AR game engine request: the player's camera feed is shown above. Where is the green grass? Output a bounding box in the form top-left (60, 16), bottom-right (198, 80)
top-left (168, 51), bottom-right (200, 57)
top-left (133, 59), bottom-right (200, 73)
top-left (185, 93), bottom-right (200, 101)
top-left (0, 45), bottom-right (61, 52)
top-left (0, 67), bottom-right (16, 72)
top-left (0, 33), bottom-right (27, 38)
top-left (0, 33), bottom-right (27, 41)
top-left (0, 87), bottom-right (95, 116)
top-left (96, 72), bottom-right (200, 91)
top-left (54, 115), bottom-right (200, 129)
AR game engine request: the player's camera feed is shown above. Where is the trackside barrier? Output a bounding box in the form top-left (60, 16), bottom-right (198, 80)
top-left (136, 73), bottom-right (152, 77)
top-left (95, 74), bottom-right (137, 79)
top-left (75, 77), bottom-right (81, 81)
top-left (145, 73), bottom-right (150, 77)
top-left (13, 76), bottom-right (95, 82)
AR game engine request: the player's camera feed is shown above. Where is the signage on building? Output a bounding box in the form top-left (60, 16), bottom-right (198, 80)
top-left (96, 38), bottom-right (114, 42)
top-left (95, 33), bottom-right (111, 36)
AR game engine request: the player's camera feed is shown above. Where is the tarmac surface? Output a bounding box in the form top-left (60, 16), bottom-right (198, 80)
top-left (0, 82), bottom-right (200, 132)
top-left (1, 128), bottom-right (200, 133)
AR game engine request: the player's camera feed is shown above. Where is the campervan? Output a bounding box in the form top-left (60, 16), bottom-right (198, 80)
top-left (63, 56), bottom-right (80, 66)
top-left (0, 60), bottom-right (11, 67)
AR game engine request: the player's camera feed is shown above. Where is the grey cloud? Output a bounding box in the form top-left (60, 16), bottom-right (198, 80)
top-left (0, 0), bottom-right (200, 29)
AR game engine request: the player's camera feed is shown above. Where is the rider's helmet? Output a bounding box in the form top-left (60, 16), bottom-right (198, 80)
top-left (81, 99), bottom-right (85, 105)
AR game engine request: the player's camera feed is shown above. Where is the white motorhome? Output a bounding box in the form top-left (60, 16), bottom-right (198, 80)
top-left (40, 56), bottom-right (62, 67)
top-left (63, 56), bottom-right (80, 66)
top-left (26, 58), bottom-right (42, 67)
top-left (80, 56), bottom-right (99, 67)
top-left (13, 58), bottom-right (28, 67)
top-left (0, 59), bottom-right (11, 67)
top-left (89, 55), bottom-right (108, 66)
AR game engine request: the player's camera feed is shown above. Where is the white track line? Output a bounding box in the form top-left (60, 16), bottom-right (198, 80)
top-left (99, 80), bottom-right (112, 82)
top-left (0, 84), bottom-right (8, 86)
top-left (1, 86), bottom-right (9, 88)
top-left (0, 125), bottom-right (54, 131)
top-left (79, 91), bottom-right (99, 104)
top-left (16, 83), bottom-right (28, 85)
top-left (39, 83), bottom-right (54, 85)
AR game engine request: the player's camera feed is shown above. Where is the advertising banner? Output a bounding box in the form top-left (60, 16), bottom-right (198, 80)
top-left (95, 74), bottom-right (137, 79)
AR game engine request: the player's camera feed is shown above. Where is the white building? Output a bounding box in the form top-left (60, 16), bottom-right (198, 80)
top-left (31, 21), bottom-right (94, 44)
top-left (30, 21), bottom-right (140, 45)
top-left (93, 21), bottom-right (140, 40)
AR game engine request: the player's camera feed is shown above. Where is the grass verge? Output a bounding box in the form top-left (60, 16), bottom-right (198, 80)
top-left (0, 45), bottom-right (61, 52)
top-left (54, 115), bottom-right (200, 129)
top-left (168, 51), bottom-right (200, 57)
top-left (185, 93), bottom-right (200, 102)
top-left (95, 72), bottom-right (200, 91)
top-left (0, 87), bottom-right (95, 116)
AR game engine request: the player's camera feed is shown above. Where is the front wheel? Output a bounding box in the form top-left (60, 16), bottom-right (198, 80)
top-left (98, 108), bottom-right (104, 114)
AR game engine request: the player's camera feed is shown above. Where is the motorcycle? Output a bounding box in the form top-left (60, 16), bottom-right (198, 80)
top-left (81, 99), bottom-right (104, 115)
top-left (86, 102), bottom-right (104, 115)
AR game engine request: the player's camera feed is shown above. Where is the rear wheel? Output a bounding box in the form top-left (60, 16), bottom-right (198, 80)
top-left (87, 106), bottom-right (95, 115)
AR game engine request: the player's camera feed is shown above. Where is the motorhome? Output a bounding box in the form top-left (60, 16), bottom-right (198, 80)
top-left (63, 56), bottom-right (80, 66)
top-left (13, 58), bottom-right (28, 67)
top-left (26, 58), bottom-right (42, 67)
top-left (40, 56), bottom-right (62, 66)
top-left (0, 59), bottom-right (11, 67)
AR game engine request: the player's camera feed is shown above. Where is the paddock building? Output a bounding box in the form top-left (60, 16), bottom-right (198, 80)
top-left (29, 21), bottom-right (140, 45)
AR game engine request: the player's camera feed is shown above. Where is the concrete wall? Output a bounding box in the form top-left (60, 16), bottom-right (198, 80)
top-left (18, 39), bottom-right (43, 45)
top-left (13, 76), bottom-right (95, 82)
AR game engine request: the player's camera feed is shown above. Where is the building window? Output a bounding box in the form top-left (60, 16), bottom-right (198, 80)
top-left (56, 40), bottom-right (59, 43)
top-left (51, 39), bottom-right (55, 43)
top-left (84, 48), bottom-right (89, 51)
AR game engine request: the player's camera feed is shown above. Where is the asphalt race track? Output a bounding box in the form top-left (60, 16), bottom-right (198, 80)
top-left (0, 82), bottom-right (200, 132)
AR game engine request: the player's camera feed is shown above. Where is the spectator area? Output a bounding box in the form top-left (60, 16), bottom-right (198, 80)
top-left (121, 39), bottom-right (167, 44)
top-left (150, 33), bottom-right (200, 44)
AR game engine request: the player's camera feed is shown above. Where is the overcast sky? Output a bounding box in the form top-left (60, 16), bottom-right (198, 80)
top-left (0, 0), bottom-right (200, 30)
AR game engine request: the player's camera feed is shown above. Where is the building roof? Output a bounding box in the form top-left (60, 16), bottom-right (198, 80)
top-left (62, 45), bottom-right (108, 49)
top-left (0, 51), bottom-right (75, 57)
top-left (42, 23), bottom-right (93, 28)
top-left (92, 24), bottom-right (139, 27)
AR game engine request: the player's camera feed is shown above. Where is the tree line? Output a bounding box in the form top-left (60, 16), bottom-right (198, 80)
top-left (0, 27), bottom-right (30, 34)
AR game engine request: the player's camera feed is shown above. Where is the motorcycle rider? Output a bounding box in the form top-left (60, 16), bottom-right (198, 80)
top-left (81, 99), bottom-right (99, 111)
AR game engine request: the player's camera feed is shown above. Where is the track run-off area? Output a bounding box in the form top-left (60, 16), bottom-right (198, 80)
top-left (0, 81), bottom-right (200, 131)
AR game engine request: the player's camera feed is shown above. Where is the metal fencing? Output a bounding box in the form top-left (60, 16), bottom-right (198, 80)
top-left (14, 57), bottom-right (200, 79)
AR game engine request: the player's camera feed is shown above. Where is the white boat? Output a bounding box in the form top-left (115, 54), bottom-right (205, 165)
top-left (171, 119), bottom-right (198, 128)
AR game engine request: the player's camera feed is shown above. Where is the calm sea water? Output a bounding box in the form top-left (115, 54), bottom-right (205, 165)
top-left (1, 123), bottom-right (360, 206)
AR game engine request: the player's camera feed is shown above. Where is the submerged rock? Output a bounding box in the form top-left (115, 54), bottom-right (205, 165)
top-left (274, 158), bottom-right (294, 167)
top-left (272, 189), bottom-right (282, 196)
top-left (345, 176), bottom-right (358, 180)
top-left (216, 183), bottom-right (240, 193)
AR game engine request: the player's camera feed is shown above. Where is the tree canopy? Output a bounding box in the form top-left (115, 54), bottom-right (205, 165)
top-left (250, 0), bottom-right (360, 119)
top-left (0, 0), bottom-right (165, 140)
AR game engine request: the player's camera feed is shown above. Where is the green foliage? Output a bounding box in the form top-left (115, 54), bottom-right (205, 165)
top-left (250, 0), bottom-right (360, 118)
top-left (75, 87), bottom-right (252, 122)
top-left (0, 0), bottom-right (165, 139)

※ ※ ※

→ **What to work on**:
Please repeat, exactly and only, the lines from the one containing "the green foliage?" through the last line of the records, both included.

→ **Response**:
AR game engine request: the player's camera feed is shown above. Where is the green foliage? Output a bounding box in the form top-left (115, 54), bottom-right (205, 165)
top-left (250, 0), bottom-right (360, 118)
top-left (75, 87), bottom-right (252, 122)
top-left (0, 0), bottom-right (165, 139)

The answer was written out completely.